Provided passage =>
Since my diagnosis with breast cancer (still very weird to type that), many people have told me that they are "praying for me." I find this a) comforting, and b) disconcerting. Comforting, because it's just nice that people care, and that they want to express their caring by praying to whoever it is they pray to. Disconcerting, because I don't know if I really believe that prayer is really going to help a whit.
I read Harold Kushner's When Bad Things Happen to Good People years ago, and I do find comfort in the thought that while G-d isn't sitting up there controlling day to day life down here, G-d is supporting us through whatever hard times we are having.
On the other hand, I don't know if I really believe in G-d. And even if I do, I doubt G-d had anything to do with this cancer, and whether I will or will not recover from it.
But back to prayer. So in shul, there is a time, during the Torah service, when the rabbi says if anyone knows of someone who is sick, to come up and give him the name of this person, and the rabbi offers a prayer for healing (a mi shebeirach) and recites the names of all the people who are sick. I always feel a bit weird during this part of the service. It isn't really very Jewish to ask G-d for anything; at least, that's how I was brought up. So this whole asking G-d for healing thing seems pretty strange to me.
So now...here I am. I probably could use some healing right now, and even if I don't believe in it, people I know do believe. So there are a bunch of prayers going up to G-d right now with my name in them. Not sure how I feel about that. Yes, I do. Both comforted, and a bit disconcerted.

Data section =>
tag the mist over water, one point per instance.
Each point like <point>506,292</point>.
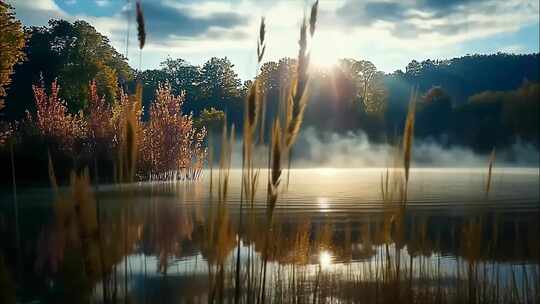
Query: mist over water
<point>355,150</point>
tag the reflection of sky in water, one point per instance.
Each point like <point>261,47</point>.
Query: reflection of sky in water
<point>447,209</point>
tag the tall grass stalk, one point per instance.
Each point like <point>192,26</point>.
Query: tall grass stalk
<point>490,169</point>
<point>16,213</point>
<point>408,137</point>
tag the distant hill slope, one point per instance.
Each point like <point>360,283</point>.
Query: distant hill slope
<point>464,76</point>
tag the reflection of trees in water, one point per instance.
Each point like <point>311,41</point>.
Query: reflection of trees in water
<point>77,256</point>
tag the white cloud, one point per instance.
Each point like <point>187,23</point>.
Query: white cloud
<point>390,41</point>
<point>103,3</point>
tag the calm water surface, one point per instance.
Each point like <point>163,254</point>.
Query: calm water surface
<point>332,240</point>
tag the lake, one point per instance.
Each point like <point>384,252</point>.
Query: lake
<point>331,239</point>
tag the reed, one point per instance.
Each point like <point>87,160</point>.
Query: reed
<point>490,169</point>
<point>141,31</point>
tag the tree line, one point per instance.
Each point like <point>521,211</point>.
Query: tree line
<point>479,101</point>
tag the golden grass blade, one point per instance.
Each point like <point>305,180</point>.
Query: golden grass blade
<point>490,169</point>
<point>408,136</point>
<point>141,32</point>
<point>313,17</point>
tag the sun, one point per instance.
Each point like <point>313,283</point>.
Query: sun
<point>325,259</point>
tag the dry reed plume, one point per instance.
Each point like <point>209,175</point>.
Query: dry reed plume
<point>490,169</point>
<point>141,32</point>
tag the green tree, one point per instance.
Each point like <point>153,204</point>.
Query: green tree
<point>11,45</point>
<point>219,81</point>
<point>368,82</point>
<point>76,54</point>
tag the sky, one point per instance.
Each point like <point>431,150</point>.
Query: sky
<point>389,33</point>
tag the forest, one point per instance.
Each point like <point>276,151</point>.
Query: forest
<point>72,73</point>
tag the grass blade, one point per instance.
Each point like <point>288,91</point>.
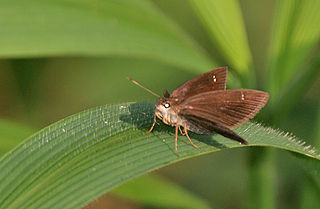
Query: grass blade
<point>227,31</point>
<point>77,159</point>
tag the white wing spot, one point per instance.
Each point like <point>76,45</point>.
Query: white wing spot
<point>214,78</point>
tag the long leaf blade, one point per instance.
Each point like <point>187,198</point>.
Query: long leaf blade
<point>77,159</point>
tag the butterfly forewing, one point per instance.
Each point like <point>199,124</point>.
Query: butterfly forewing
<point>227,108</point>
<point>210,81</point>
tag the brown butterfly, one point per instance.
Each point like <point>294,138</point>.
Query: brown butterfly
<point>203,105</point>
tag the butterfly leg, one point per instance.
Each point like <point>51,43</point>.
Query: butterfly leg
<point>154,123</point>
<point>181,132</point>
<point>186,132</point>
<point>176,141</point>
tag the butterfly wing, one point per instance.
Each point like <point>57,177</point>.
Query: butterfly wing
<point>228,108</point>
<point>210,81</point>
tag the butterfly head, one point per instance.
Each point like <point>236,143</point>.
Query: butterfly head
<point>165,111</point>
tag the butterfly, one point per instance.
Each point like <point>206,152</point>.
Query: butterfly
<point>203,105</point>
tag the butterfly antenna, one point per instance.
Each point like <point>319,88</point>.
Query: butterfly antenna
<point>135,82</point>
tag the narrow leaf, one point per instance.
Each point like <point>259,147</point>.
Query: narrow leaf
<point>224,22</point>
<point>295,34</point>
<point>157,192</point>
<point>77,159</point>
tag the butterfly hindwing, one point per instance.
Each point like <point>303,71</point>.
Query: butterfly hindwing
<point>228,108</point>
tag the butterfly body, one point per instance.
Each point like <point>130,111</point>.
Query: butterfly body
<point>204,106</point>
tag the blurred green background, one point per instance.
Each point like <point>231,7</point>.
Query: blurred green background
<point>60,57</point>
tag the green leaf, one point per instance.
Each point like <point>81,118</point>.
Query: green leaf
<point>295,34</point>
<point>133,28</point>
<point>166,194</point>
<point>224,22</point>
<point>77,159</point>
<point>12,133</point>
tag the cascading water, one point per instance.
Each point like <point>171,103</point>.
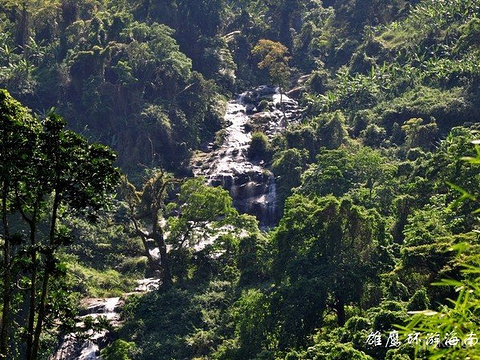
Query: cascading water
<point>251,185</point>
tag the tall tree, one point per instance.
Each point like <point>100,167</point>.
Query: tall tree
<point>18,132</point>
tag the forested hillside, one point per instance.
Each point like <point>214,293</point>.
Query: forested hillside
<point>373,165</point>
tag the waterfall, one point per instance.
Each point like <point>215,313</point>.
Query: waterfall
<point>250,183</point>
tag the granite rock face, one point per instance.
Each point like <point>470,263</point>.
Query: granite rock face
<point>250,183</point>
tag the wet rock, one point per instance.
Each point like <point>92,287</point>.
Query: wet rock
<point>250,184</point>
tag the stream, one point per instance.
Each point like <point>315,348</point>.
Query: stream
<point>250,183</point>
<point>87,346</point>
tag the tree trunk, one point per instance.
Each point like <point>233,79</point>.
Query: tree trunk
<point>7,278</point>
<point>162,247</point>
<point>46,278</point>
<point>33,292</point>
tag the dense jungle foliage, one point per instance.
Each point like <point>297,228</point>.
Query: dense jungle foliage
<point>376,252</point>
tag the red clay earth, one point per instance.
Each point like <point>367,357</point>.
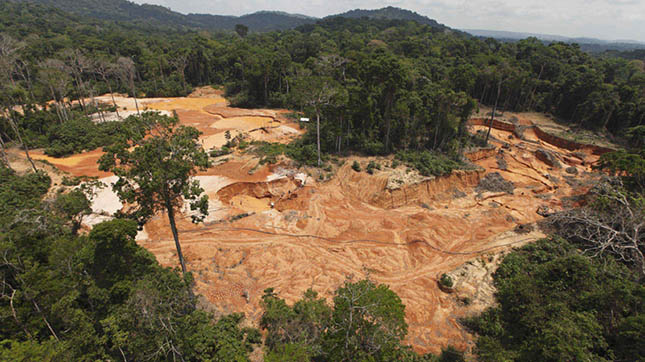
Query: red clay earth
<point>273,227</point>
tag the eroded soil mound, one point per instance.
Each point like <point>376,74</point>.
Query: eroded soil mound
<point>494,182</point>
<point>275,226</point>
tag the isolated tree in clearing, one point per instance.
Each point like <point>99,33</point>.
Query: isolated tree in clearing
<point>155,161</point>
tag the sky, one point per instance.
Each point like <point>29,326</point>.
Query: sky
<point>602,19</point>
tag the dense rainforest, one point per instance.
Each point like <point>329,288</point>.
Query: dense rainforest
<point>377,87</point>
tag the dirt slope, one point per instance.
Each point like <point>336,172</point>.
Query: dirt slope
<point>277,227</point>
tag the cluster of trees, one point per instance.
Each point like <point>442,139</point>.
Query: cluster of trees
<point>578,295</point>
<point>374,86</point>
<point>100,296</point>
<point>556,304</point>
<point>96,296</point>
<point>365,323</point>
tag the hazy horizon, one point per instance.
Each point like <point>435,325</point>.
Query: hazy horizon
<point>602,19</point>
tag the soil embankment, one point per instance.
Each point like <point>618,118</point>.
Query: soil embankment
<point>277,227</point>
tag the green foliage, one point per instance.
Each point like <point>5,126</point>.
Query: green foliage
<point>220,152</point>
<point>630,165</point>
<point>555,304</point>
<point>18,193</point>
<point>371,166</point>
<point>356,166</point>
<point>155,171</point>
<point>73,206</point>
<point>446,280</point>
<point>366,323</point>
<point>297,151</point>
<point>155,161</point>
<point>78,135</point>
<point>428,163</point>
<point>99,296</point>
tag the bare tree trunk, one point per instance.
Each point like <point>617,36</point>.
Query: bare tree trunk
<point>24,146</point>
<point>175,235</point>
<point>318,136</point>
<point>111,95</point>
<point>134,95</point>
<point>492,117</point>
<point>3,151</point>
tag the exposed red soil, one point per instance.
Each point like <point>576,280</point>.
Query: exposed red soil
<point>294,236</point>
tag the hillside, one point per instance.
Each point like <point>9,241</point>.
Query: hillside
<point>391,13</point>
<point>586,44</point>
<point>261,21</point>
<point>126,11</point>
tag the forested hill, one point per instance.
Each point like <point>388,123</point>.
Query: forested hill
<point>126,11</point>
<point>261,21</point>
<point>391,13</point>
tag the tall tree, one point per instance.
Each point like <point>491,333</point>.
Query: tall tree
<point>155,162</point>
<point>127,71</point>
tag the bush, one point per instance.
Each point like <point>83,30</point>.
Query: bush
<point>215,152</point>
<point>446,280</point>
<point>80,134</point>
<point>428,163</point>
<point>373,166</point>
<point>297,151</point>
<point>356,166</point>
<point>556,304</point>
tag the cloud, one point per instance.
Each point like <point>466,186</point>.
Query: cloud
<point>606,19</point>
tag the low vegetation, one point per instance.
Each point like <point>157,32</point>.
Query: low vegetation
<point>429,163</point>
<point>557,304</point>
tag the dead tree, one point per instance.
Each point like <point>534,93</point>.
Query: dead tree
<point>612,223</point>
<point>105,70</point>
<point>127,71</point>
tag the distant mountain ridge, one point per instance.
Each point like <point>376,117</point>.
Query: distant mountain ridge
<point>123,10</point>
<point>391,13</point>
<point>585,42</point>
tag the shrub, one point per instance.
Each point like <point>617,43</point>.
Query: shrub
<point>373,166</point>
<point>356,166</point>
<point>446,280</point>
<point>215,152</point>
<point>428,163</point>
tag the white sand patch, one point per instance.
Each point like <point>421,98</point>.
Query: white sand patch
<point>245,123</point>
<point>211,185</point>
<point>275,176</point>
<point>142,235</point>
<point>105,203</point>
<point>218,140</point>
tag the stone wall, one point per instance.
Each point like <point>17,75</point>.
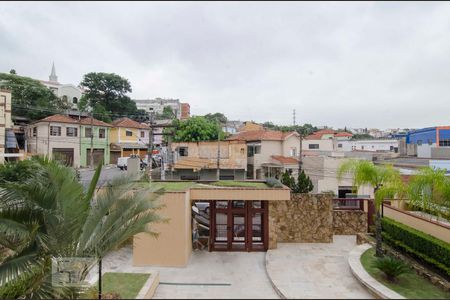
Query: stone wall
<point>348,222</point>
<point>306,218</point>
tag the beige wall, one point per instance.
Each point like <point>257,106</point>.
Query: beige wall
<point>173,246</point>
<point>43,145</point>
<point>417,223</point>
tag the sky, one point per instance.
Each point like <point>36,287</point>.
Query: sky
<point>375,65</point>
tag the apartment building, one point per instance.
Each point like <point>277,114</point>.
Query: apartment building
<point>198,160</point>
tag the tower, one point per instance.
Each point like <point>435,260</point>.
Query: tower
<point>53,77</point>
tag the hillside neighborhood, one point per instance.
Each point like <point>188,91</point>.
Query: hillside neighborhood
<point>169,183</point>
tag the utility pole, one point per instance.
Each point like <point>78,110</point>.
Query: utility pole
<point>150,147</point>
<point>91,162</point>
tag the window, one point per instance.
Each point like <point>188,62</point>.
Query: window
<point>71,131</point>
<point>183,151</point>
<point>55,130</point>
<point>102,133</point>
<point>444,143</point>
<point>87,132</point>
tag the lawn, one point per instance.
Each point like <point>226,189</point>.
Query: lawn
<point>231,183</point>
<point>127,285</point>
<point>410,285</point>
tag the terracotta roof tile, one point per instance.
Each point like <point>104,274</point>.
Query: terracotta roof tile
<point>127,122</point>
<point>267,135</point>
<point>285,160</point>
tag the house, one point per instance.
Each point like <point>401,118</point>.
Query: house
<point>67,92</point>
<point>198,160</point>
<point>128,137</point>
<point>324,140</point>
<point>269,152</point>
<point>431,142</point>
<point>69,139</point>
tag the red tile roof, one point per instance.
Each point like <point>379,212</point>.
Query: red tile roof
<point>285,160</point>
<point>66,119</point>
<point>261,135</point>
<point>128,123</point>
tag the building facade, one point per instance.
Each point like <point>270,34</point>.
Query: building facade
<point>128,137</point>
<point>432,142</point>
<point>69,139</point>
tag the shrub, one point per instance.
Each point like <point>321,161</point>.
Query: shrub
<point>417,244</point>
<point>392,268</point>
<point>272,182</point>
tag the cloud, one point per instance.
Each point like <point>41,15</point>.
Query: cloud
<point>370,64</point>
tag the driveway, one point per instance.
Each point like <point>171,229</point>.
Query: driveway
<point>315,271</point>
<point>216,275</point>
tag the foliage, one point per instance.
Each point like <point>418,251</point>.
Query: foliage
<point>273,183</point>
<point>106,93</point>
<point>49,214</point>
<point>304,183</point>
<point>391,267</point>
<point>30,98</point>
<point>195,129</point>
<point>217,118</point>
<point>430,190</point>
<point>385,180</point>
<point>410,285</point>
<point>17,171</point>
<point>304,130</point>
<point>416,243</point>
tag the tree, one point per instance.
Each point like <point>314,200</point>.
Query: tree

Problems to solve =>
• a. In the text on prayer, which Harold Kushner book does the writer say they read years ago?
• b. Translate this sentence from the text on prayer into German: "I always feel a bit weird during this part of the service."
• c. From the text on prayer, write down the part from "I read Harold" to "recover from it.", unchanged.
This material has no connection to the text on prayer.

Solutions by task =>
• a. When Bad Things Happen to Good People

• b. Bei diesem Teil des Gottesdienstes fühle ich mich immer ein bisschen seltsam.

• c.
I read Harold Kushner's When Bad Things Happen to Good People years ago, and I do find comfort in the thought that while G-d isn't sitting up there controlling day to day life down here, G-d is supporting us through whatever hard times we are having.
On the other hand, I don't know if I really believe in G-d. And even if I do, I doubt G-d had anything to do with this cancer, and whether I will or will not recover from it.